### Task instructions
In the records below, find the line containing "Reviewer note: check that every instance of the field", then reproduce that line and every one after it to the end, exactly and alone.

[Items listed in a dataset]

★ ★ ★ ★ ★ ★ ★

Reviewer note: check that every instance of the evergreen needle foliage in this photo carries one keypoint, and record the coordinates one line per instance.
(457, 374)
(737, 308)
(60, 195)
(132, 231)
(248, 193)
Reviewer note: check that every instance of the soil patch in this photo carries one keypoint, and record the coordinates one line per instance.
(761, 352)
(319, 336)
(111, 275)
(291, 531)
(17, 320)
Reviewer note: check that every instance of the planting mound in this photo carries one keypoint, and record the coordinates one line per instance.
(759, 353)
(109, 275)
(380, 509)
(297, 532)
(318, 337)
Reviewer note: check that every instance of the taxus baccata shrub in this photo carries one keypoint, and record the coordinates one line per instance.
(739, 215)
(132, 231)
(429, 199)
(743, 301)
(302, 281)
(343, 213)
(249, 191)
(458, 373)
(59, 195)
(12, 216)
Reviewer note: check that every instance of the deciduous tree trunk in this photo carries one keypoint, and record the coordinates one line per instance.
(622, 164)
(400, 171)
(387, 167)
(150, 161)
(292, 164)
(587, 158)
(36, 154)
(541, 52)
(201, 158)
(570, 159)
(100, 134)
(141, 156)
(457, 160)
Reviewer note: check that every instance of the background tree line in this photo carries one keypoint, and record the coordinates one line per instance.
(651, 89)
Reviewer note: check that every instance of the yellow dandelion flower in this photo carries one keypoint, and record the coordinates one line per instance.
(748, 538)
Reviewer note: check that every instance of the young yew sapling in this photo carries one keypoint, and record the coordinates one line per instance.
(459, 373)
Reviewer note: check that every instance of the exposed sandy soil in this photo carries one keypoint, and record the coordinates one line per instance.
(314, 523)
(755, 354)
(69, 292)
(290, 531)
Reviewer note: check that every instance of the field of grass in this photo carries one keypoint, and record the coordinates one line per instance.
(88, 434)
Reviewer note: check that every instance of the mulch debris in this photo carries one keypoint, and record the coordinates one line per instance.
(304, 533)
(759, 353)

★ ★ ★ ★ ★ ★ ★

### Answer to this task
Reviewer note: check that every instance of the field of grass in this photo carries one keypoint, and record the coordinates one line per instance.
(88, 434)
Reviewer note: check that every instance of the mulch debris in this photo carries one keypoint, and record the coordinates one line per instance.
(304, 533)
(759, 353)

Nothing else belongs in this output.